_Data in this exercise_
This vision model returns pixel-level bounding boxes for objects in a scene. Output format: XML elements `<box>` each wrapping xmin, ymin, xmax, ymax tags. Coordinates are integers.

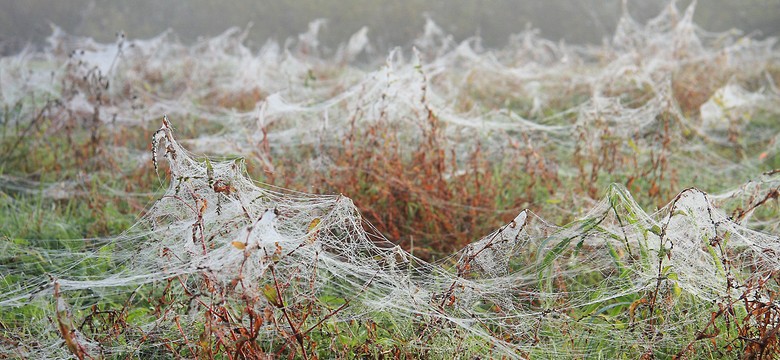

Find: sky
<box><xmin>0</xmin><ymin>0</ymin><xmax>778</xmax><ymax>55</ymax></box>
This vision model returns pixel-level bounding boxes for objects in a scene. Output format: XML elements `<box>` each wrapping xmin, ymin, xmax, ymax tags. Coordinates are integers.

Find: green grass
<box><xmin>2</xmin><ymin>14</ymin><xmax>780</xmax><ymax>358</ymax></box>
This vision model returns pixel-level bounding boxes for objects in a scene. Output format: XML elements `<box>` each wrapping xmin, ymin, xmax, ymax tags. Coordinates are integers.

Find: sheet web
<box><xmin>1</xmin><ymin>1</ymin><xmax>780</xmax><ymax>358</ymax></box>
<box><xmin>2</xmin><ymin>118</ymin><xmax>779</xmax><ymax>358</ymax></box>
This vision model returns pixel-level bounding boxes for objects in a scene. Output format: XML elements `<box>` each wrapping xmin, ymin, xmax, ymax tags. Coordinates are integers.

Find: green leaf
<box><xmin>648</xmin><ymin>225</ymin><xmax>662</xmax><ymax>236</ymax></box>
<box><xmin>205</xmin><ymin>158</ymin><xmax>214</xmax><ymax>186</ymax></box>
<box><xmin>263</xmin><ymin>284</ymin><xmax>282</xmax><ymax>307</ymax></box>
<box><xmin>540</xmin><ymin>236</ymin><xmax>572</xmax><ymax>272</ymax></box>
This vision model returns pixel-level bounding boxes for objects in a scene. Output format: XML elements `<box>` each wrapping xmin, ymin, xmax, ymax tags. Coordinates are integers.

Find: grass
<box><xmin>2</xmin><ymin>7</ymin><xmax>780</xmax><ymax>358</ymax></box>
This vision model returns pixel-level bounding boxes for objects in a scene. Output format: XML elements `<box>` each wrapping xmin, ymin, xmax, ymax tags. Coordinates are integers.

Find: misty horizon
<box><xmin>1</xmin><ymin>0</ymin><xmax>779</xmax><ymax>56</ymax></box>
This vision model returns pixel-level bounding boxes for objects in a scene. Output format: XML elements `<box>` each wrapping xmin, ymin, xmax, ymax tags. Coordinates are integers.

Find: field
<box><xmin>2</xmin><ymin>3</ymin><xmax>780</xmax><ymax>359</ymax></box>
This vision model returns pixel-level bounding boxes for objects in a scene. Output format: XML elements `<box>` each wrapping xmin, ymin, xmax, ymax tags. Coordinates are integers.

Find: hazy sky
<box><xmin>1</xmin><ymin>0</ymin><xmax>778</xmax><ymax>54</ymax></box>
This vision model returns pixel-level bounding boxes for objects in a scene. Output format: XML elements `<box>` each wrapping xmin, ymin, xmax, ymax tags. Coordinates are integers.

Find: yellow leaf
<box><xmin>308</xmin><ymin>218</ymin><xmax>321</xmax><ymax>232</ymax></box>
<box><xmin>231</xmin><ymin>241</ymin><xmax>246</xmax><ymax>250</ymax></box>
<box><xmin>629</xmin><ymin>298</ymin><xmax>648</xmax><ymax>321</ymax></box>
<box><xmin>627</xmin><ymin>138</ymin><xmax>639</xmax><ymax>154</ymax></box>
<box><xmin>307</xmin><ymin>218</ymin><xmax>321</xmax><ymax>244</ymax></box>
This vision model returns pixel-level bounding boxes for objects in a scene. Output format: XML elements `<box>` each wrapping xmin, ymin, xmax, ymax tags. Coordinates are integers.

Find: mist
<box><xmin>2</xmin><ymin>0</ymin><xmax>779</xmax><ymax>55</ymax></box>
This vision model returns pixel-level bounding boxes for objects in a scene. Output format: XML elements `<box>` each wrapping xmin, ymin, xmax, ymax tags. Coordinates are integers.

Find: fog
<box><xmin>1</xmin><ymin>0</ymin><xmax>779</xmax><ymax>55</ymax></box>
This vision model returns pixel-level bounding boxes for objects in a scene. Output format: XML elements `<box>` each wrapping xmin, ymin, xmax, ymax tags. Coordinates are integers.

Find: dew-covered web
<box><xmin>2</xmin><ymin>1</ymin><xmax>780</xmax><ymax>358</ymax></box>
<box><xmin>4</xmin><ymin>117</ymin><xmax>780</xmax><ymax>359</ymax></box>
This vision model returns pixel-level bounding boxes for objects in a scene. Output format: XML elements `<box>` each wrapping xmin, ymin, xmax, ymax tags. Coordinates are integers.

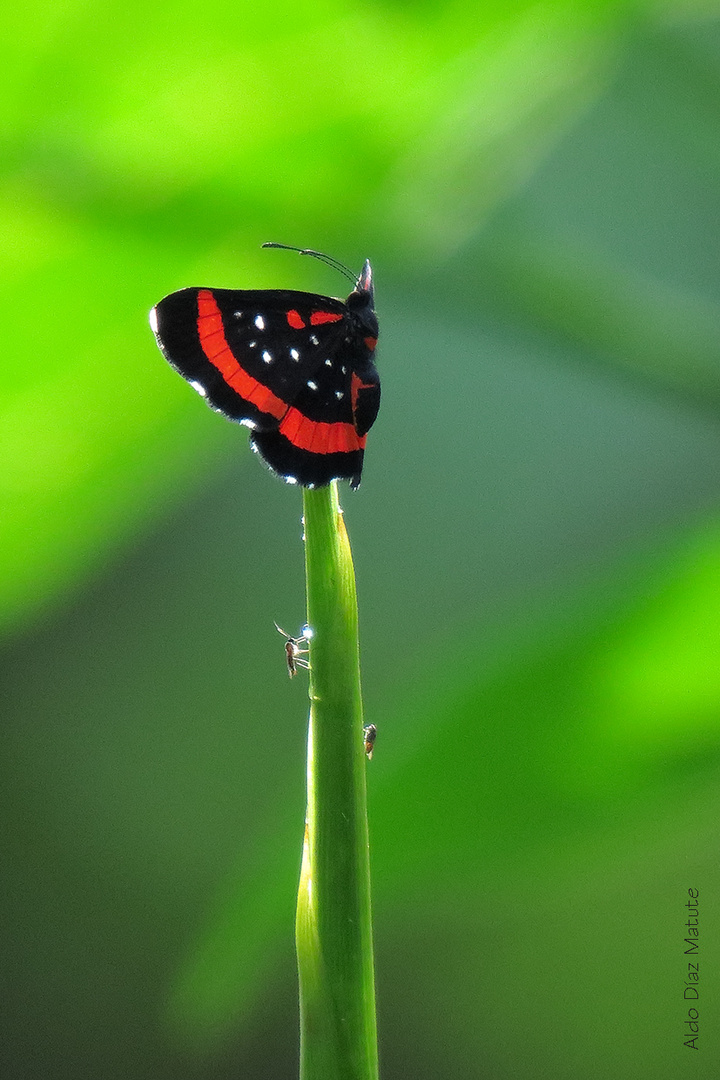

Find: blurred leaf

_Aim of the task_
Transcribe each entry exactly; images stay out.

_Output_
This vision model returns pixel-level bounding boxes for objects in a scene. Output format: XML elements `<box>` each wrapping xmin, ymin, xmax, ymax tags. Coordinates are integers.


Find: sky
<box><xmin>0</xmin><ymin>0</ymin><xmax>778</xmax><ymax>55</ymax></box>
This vision model returns pixel-level bounding boxes for objects in a scene. Output format: XML elements `<box>` each wrapping xmin, ymin, xmax, ymax tags. Coordinates are integers.

Find: green grass
<box><xmin>2</xmin><ymin>14</ymin><xmax>780</xmax><ymax>358</ymax></box>
This vision model returns pixel-level bounding boxes for objects in a scene. Output format: XML elements `<box>` each wrapping xmin, ymin, xmax, ymax tags. Coordinates are integers.

Find: sheet web
<box><xmin>1</xmin><ymin>1</ymin><xmax>780</xmax><ymax>358</ymax></box>
<box><xmin>2</xmin><ymin>118</ymin><xmax>779</xmax><ymax>358</ymax></box>
This vision model returns pixel-level bounding boxes for objects in a scene. Output format: XML elements `<box>` each wrapping xmin, ymin, xmax, ymax tags. Coordinates are integers.

Find: green leaf
<box><xmin>648</xmin><ymin>225</ymin><xmax>662</xmax><ymax>236</ymax></box>
<box><xmin>205</xmin><ymin>158</ymin><xmax>214</xmax><ymax>186</ymax></box>
<box><xmin>263</xmin><ymin>284</ymin><xmax>282</xmax><ymax>307</ymax></box>
<box><xmin>540</xmin><ymin>236</ymin><xmax>572</xmax><ymax>272</ymax></box>
This vision model returns pixel-level bounding boxes for objects in a scene. Output format: XML elements `<box>` each wrapping xmin, ymin, xmax, ymax tags. Coordinates are integers.

Find: grass
<box><xmin>2</xmin><ymin>7</ymin><xmax>780</xmax><ymax>358</ymax></box>
This vision model returns pixel-level bounding boxes for objects in a scene. Output format: XML elements `<box>` each wrapping xmin, ymin, xmax, ymax tags. Coordinates are integers.

Find: misty horizon
<box><xmin>1</xmin><ymin>0</ymin><xmax>779</xmax><ymax>56</ymax></box>
This vision model returns pixel-level bounding boxes for objects in a scene. Output format: XML elements `<box>` each wrapping xmin, ymin, xmax, ymax tags. Coordinates are integers.

Find: field
<box><xmin>2</xmin><ymin>3</ymin><xmax>780</xmax><ymax>359</ymax></box>
This vision model returns pixel-level bounding boxes for objects in a scene. Output format: XML elements `<box>` each wrapping xmin, ymin, xmax, ymax tags. Coordinates are integers.

Find: hazy sky
<box><xmin>1</xmin><ymin>0</ymin><xmax>778</xmax><ymax>54</ymax></box>
This vision model returns pixel-level bounding boxes for objects in a scene. Output format: XML elements `<box>` each wrapping xmin, ymin, xmax, ymax tags. Coordinates are integers.

Find: yellow leaf
<box><xmin>308</xmin><ymin>218</ymin><xmax>321</xmax><ymax>232</ymax></box>
<box><xmin>231</xmin><ymin>241</ymin><xmax>246</xmax><ymax>250</ymax></box>
<box><xmin>629</xmin><ymin>298</ymin><xmax>648</xmax><ymax>321</ymax></box>
<box><xmin>627</xmin><ymin>138</ymin><xmax>639</xmax><ymax>154</ymax></box>
<box><xmin>307</xmin><ymin>218</ymin><xmax>321</xmax><ymax>244</ymax></box>
This vision model returns pixel-level bounding boxes for objects in a scene. Output format: XML elements `<box>` each wrapping xmin, ymin, xmax, ymax tags. Coordinates are integers.

Find: mist
<box><xmin>2</xmin><ymin>0</ymin><xmax>779</xmax><ymax>55</ymax></box>
This vision model returns pixel-level bounding boxes for objects in a scene. Output format: XML elements `<box>` each wrapping xmin, ymin, xmax, ymax tags. Coordinates are integers.

Find: fog
<box><xmin>1</xmin><ymin>0</ymin><xmax>779</xmax><ymax>55</ymax></box>
This vision model returns pixel-level bounding boxes for objects in a scene. Output format: XML elements `<box>` each wrapping xmin, ymin, xmax, ymax tags. Coordinates are integers.

Find: dew-covered web
<box><xmin>2</xmin><ymin>1</ymin><xmax>780</xmax><ymax>358</ymax></box>
<box><xmin>4</xmin><ymin>117</ymin><xmax>780</xmax><ymax>359</ymax></box>
This vision model returns pixel-level bounding boxes for objects in a scene. Output format: XML elements `<box>` each wrapping xmin, ymin, xmax, ymax tags. Coordinates are integers.


Find: blurred leaf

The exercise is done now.